::: Data to process

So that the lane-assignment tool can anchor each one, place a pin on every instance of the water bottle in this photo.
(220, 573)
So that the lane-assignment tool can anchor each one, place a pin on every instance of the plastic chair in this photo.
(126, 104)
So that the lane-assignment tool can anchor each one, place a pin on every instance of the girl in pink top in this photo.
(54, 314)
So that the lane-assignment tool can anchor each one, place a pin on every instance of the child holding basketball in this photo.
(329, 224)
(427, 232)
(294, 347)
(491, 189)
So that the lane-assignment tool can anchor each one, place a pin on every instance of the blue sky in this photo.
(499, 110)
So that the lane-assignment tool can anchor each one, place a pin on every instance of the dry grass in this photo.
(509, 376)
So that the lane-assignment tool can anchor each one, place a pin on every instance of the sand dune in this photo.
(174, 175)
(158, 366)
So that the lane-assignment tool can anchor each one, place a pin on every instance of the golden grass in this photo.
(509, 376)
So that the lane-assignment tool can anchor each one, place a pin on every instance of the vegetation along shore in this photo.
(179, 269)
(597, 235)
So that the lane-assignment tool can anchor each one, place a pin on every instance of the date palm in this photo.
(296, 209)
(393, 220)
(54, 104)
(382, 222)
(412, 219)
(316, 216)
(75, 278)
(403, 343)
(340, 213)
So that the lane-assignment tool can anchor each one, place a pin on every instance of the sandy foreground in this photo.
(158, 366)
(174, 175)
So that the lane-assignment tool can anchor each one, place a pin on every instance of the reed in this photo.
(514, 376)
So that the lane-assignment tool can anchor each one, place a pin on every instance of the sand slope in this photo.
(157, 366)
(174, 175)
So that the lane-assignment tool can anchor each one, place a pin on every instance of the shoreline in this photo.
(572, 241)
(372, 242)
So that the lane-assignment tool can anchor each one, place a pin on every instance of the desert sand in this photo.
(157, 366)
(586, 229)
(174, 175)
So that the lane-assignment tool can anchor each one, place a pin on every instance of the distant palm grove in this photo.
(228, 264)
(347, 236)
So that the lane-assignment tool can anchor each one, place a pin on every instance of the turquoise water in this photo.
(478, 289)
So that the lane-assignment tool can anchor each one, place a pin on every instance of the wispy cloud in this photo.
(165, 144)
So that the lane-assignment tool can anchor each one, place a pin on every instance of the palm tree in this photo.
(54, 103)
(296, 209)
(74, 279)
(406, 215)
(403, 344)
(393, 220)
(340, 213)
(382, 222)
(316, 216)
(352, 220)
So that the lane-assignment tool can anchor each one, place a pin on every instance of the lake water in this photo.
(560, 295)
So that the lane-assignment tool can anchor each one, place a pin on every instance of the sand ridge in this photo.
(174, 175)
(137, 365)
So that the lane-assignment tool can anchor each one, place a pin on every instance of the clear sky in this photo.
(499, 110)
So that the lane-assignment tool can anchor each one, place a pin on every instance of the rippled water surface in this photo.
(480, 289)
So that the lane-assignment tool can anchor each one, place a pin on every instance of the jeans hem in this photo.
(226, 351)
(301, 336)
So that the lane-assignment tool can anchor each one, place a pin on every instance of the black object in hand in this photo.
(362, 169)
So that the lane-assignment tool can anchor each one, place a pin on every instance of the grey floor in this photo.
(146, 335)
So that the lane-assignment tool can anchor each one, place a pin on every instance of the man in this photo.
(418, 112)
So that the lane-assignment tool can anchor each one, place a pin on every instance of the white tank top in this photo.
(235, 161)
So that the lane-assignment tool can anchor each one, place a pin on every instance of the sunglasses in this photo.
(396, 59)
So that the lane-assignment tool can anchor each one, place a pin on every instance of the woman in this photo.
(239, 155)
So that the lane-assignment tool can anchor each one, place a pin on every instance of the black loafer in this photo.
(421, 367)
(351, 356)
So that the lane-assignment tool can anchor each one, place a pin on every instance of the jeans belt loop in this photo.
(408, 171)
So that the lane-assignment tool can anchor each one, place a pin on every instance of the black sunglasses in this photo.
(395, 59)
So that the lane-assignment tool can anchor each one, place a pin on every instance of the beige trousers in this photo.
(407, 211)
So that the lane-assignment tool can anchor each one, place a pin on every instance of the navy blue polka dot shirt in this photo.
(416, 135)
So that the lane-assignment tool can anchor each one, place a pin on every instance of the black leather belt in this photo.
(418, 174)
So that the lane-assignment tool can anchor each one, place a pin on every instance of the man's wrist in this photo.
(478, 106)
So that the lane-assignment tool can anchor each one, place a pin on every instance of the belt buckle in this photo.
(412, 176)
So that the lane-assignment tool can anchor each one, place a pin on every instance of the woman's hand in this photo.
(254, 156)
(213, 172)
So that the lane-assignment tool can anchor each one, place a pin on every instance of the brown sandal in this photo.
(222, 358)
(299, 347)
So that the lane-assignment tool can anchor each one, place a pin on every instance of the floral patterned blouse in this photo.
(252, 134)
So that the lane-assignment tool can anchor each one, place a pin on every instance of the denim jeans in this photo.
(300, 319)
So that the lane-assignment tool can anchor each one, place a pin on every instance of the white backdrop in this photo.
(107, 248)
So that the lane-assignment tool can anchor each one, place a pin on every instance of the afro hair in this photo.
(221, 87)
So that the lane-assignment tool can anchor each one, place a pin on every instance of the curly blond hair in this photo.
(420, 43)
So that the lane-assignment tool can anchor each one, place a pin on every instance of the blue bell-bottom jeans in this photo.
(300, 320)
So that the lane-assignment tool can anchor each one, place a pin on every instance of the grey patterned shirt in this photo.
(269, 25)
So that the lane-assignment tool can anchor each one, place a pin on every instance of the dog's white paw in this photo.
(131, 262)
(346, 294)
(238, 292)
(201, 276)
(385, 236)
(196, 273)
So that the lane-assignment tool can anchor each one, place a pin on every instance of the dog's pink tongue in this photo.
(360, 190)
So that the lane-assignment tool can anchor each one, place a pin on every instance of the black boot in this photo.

::::::

Turn every line of the records above into a row of a Markdown table with two columns, Row and Line: number each row and leave out any blank lines.

Expected answer:
| Row | Line |
|---|---|
| 1 | So that the lane-assignment tool can anchor each one, place a pin on every instance of the water bottle in this photo. |
| 2 | (220, 573) |
| 3 | So that the lane-assignment tool can anchor each one, place a pin on every instance of the plastic chair in this photo. |
| 4 | (126, 104) |
| 5 | So that the lane-assignment tool can anchor each one, place a pin on every instance of the girl in pink top in this photo. |
| 6 | (54, 314) |
| 7 | So that the lane-assignment tool can anchor each one, place a pin on every instance of the child holding basketball in this photo. |
| 8 | (329, 224) |
| 9 | (427, 232) |
| 10 | (294, 347) |
| 11 | (491, 189) |
| 12 | So that the lane-assignment tool can anchor each one, place a pin on every instance of the blue sky in this photo. |
| 13 | (499, 110) |
| 14 | So that the lane-assignment tool can anchor each one, place a pin on every instance of the dry grass in this photo. |
| 15 | (509, 376) |
| 16 | So that the lane-assignment tool can anchor each one, place a pin on every instance of the sand dune in this photo. |
| 17 | (174, 175) |
| 18 | (158, 366) |
| 19 | So that the lane-assignment tool can anchor each one, place a pin on every instance of the golden grass in this photo. |
| 20 | (509, 376) |
| 21 | So that the lane-assignment tool can anchor each one, place a pin on every instance of the vegetation along shore in this photo. |
| 22 | (179, 269) |
| 23 | (597, 235) |
| 24 | So that the lane-assignment tool can anchor each one, place a pin on every instance of the date palm in this photo. |
| 25 | (296, 209) |
| 26 | (393, 220) |
| 27 | (54, 104) |
| 28 | (382, 222) |
| 29 | (412, 219) |
| 30 | (316, 216) |
| 31 | (75, 278) |
| 32 | (403, 343) |
| 33 | (340, 213) |
| 34 | So that the lane-assignment tool can anchor each one, place a pin on every instance of the sandy foreground in this photo. |
| 35 | (158, 366) |
| 36 | (174, 175) |
| 37 | So that the lane-assignment tool can anchor each one, place a pin on every instance of the reed in this photo. |
| 38 | (514, 376) |
| 39 | So that the lane-assignment tool can anchor each one, place a pin on every instance of the sand slope in this photo. |
| 40 | (157, 366) |
| 41 | (174, 175) |
| 42 | So that the lane-assignment tool can anchor each one, place a pin on every instance of the shoreline in this photo. |
| 43 | (572, 241) |
| 44 | (372, 242) |
| 45 | So that the lane-assignment tool can anchor each one, place a pin on every instance of the desert sand in this photo. |
| 46 | (157, 366) |
| 47 | (586, 229) |
| 48 | (174, 175) |
| 49 | So that the lane-assignment tool can anchor each one, place a pin on every instance of the distant palm grove in this photo. |
| 50 | (228, 264) |
| 51 | (347, 236) |
| 52 | So that the lane-assignment tool can anchor each one, place a pin on every instance of the turquoise water in this photo. |
| 53 | (478, 289) |
| 54 | So that the lane-assignment tool can anchor each one, place a pin on every instance of the wispy cloud in this photo. |
| 55 | (165, 144) |
| 56 | So that the lane-assignment tool can anchor each one, place a pin on every instance of the palm tree in this photo. |
| 57 | (54, 103) |
| 58 | (296, 209) |
| 59 | (74, 279) |
| 60 | (406, 215) |
| 61 | (403, 344) |
| 62 | (393, 220) |
| 63 | (340, 213) |
| 64 | (382, 222) |
| 65 | (316, 216) |
| 66 | (352, 220) |
| 67 | So that the lane-assignment tool can anchor each one, place a pin on every instance of the lake water in this photo. |
| 68 | (560, 295) |
| 69 | So that the lane-assignment tool can anchor each one, place a pin on every instance of the sand ridge in this photo. |
| 70 | (174, 175) |
| 71 | (137, 365) |
| 72 | So that the lane-assignment tool can anchor each one, place a pin on every instance of the clear sky in this photo. |
| 73 | (499, 110) |
| 74 | So that the lane-assignment tool can anchor each one, place a pin on every instance of the rippled water surface in this photo. |
| 75 | (480, 289) |
| 76 | So that the lane-assignment tool can anchor each one, place a pin on every instance of the jeans hem in this photo. |
| 77 | (226, 351) |
| 78 | (301, 336) |
| 79 | So that the lane-assignment tool can anchor each one, place a pin on every instance of the black object in hand in this photo. |
| 80 | (362, 169) |
| 81 | So that the lane-assignment tool can anchor each one, place a pin on every instance of the grey floor in this photo. |
| 82 | (146, 335) |
| 83 | So that the lane-assignment tool can anchor each one, place a pin on every instance of the man in this photo. |
| 84 | (418, 112) |
| 85 | So that the lane-assignment tool can anchor each one, place a pin on every instance of the white tank top in this photo. |
| 86 | (235, 161) |
| 87 | So that the lane-assignment tool can anchor each one, place a pin on every instance of the sunglasses in this photo. |
| 88 | (396, 59) |
| 89 | So that the lane-assignment tool can anchor each one, place a pin on every instance of the woman in this photo. |
| 90 | (239, 155) |
| 91 | So that the lane-assignment tool can anchor each one, place a pin on every instance of the black loafer in this photo. |
| 92 | (421, 367) |
| 93 | (351, 356) |
| 94 | So that the lane-assignment tool can anchor each one, place a pin on every instance of the jeans belt loop in this photo. |
| 95 | (408, 171) |
| 96 | So that the lane-assignment tool can anchor each one, place a pin on every instance of the black sunglasses in this photo. |
| 97 | (395, 59) |
| 98 | So that the lane-assignment tool can anchor each one, place a pin on every instance of the beige trousers in this photo. |
| 99 | (407, 211) |
| 100 | So that the lane-assignment tool can anchor each one, place a pin on every instance of the navy blue polka dot shirt in this photo. |
| 101 | (416, 135) |
| 102 | So that the lane-assignment tool can anchor each one, place a pin on every instance of the black leather belt in this photo. |
| 103 | (418, 174) |
| 104 | So that the lane-assignment tool can anchor each one, place a pin on every instance of the man's wrist in this photo. |
| 105 | (478, 106) |
| 106 | So that the lane-assignment tool can anchor each one, place a pin on every instance of the belt buckle in this photo. |
| 107 | (412, 176) |
| 108 | So that the lane-assignment tool can anchor each one, place a pin on every instance of the woman's hand in this photo. |
| 109 | (254, 156) |
| 110 | (213, 172) |
| 111 | So that the lane-assignment tool can anchor each one, place a pin on every instance of the brown sandal in this photo. |
| 112 | (222, 358) |
| 113 | (299, 347) |
| 114 | So that the lane-assignment tool can anchor each one, place a pin on every instance of the floral patterned blouse in this photo. |
| 115 | (252, 134) |
| 116 | So that the lane-assignment tool can anchor each one, place a pin on every instance of the denim jeans in this photo. |
| 117 | (300, 319) |
| 118 | So that the lane-assignment tool can anchor each one, place a pin on every instance of the white backdrop in this photo. |
| 119 | (107, 248) |
| 120 | So that the lane-assignment tool can anchor each one, place a pin on every instance of the afro hair in this photo. |
| 121 | (221, 87) |
| 122 | So that the lane-assignment tool can anchor each one, place a pin on every instance of the curly blond hair in this photo. |
| 123 | (420, 43) |
| 124 | So that the lane-assignment tool can anchor each one, place a pin on every instance of the blue bell-bottom jeans in this photo. |
| 125 | (300, 320) |
| 126 | So that the lane-assignment tool can anchor each one, place a pin on every instance of the grey patterned shirt in this photo. |
| 127 | (269, 25) |
| 128 | So that the lane-assignment tool can anchor each one, place a pin on every instance of the dog's white paw in this photo. |
| 129 | (131, 262) |
| 130 | (346, 294) |
| 131 | (238, 292) |
| 132 | (201, 276) |
| 133 | (385, 236) |
| 134 | (196, 273) |
| 135 | So that the lane-assignment tool can anchor each one, place a pin on every instance of the dog's pink tongue in this photo. |
| 136 | (360, 190) |
| 137 | So that the lane-assignment tool can anchor each one, place a pin on every instance of the black boot in this photo. |